*PROBLEM TO WORK ON*
Reproduce the rows below word for word, beginning with the first row and stopping after the line that contains "column 742, row 142".

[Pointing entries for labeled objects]
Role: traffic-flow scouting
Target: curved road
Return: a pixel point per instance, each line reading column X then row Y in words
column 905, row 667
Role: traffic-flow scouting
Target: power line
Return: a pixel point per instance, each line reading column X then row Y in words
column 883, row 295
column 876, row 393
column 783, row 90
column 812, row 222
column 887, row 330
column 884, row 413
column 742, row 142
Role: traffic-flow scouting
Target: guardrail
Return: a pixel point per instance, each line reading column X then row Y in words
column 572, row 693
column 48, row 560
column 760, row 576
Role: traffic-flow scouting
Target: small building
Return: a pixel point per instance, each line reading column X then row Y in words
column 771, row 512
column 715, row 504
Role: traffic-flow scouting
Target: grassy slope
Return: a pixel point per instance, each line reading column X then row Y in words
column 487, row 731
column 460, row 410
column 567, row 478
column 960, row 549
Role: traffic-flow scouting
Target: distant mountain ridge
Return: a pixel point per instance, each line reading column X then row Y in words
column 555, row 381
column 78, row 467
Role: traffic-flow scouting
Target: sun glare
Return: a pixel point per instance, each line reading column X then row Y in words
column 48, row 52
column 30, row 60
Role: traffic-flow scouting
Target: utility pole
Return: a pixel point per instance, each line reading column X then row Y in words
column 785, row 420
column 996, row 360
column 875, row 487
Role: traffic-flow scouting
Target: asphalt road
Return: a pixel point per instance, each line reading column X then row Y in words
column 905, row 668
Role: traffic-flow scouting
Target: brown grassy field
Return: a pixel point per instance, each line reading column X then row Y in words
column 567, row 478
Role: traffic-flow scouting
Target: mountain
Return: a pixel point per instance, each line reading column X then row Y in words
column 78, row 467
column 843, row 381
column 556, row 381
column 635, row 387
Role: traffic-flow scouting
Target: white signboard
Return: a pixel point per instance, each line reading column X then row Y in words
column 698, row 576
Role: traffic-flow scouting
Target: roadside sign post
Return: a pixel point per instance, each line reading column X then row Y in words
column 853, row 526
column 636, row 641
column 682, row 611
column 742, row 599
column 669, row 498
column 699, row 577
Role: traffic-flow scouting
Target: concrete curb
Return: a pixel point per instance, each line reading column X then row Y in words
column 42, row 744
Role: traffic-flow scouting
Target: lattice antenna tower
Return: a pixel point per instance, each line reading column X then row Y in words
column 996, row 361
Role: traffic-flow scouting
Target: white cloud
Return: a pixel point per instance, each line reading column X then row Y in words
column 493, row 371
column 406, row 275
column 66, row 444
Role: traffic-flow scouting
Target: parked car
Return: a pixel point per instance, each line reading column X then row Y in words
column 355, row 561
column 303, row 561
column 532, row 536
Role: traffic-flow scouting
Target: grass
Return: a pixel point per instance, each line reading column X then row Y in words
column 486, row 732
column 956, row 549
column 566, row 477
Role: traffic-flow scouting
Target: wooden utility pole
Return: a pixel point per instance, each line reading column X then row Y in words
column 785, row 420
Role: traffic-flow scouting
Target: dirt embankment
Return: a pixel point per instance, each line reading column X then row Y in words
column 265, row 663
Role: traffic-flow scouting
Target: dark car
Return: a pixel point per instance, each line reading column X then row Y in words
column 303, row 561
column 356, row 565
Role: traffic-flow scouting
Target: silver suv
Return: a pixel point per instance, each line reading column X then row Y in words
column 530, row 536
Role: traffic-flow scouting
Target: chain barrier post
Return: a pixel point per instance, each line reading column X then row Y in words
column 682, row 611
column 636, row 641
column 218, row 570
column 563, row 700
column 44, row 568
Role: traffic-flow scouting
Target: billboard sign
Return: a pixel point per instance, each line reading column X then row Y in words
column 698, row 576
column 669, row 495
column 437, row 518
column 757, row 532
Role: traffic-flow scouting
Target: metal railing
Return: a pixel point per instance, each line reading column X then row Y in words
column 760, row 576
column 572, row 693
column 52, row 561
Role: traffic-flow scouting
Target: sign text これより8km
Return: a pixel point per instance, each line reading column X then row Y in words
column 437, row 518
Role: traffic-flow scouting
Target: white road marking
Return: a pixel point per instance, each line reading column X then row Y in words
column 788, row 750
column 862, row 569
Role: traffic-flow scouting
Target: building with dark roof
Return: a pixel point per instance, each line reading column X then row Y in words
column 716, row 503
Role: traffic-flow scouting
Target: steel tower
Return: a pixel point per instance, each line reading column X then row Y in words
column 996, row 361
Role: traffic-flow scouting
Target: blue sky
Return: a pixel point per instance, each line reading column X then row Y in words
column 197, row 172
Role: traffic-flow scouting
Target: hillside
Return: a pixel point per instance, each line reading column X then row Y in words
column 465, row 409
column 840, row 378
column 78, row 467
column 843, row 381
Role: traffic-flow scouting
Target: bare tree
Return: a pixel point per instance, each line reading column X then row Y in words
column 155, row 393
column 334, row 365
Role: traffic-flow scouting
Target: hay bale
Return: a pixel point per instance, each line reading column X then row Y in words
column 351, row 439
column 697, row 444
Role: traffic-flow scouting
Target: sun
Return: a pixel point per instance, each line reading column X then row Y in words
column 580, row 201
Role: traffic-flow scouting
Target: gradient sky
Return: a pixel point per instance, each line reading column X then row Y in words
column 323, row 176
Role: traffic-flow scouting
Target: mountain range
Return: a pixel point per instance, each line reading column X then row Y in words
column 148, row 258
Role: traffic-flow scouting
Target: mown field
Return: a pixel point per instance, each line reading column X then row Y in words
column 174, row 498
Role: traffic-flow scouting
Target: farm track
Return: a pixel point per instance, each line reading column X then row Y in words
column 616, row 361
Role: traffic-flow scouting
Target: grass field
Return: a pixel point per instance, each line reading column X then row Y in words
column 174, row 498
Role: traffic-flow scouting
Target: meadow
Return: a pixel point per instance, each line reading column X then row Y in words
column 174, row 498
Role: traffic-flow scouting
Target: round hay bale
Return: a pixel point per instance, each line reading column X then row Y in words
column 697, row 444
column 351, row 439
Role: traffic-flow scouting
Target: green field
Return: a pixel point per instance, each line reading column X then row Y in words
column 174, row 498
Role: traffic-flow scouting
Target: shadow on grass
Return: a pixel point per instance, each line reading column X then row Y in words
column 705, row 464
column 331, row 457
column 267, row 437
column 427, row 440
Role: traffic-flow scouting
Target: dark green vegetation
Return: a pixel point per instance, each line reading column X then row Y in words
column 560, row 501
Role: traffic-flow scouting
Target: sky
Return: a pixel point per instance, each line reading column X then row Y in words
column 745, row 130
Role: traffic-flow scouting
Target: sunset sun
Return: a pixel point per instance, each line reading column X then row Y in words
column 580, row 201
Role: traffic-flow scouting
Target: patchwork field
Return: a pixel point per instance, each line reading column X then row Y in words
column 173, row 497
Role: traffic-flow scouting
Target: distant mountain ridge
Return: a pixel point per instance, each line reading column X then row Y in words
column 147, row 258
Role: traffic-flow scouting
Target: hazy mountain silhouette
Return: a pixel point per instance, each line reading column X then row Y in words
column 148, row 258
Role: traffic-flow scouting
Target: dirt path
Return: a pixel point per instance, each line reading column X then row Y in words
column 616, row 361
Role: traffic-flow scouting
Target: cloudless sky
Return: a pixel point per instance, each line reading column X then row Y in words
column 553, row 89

*ANSWER TO THE EXERCISE*
Role: traffic-flow scouting
Target: curved road
Return: a pixel point per instance, each line reading column X then row Y in words
column 905, row 667
Role: traffic-flow scouting
Target: power line
Return: a pixel point per instance, each line reading column X then row Y in words
column 883, row 295
column 876, row 393
column 783, row 90
column 812, row 222
column 887, row 330
column 884, row 413
column 742, row 142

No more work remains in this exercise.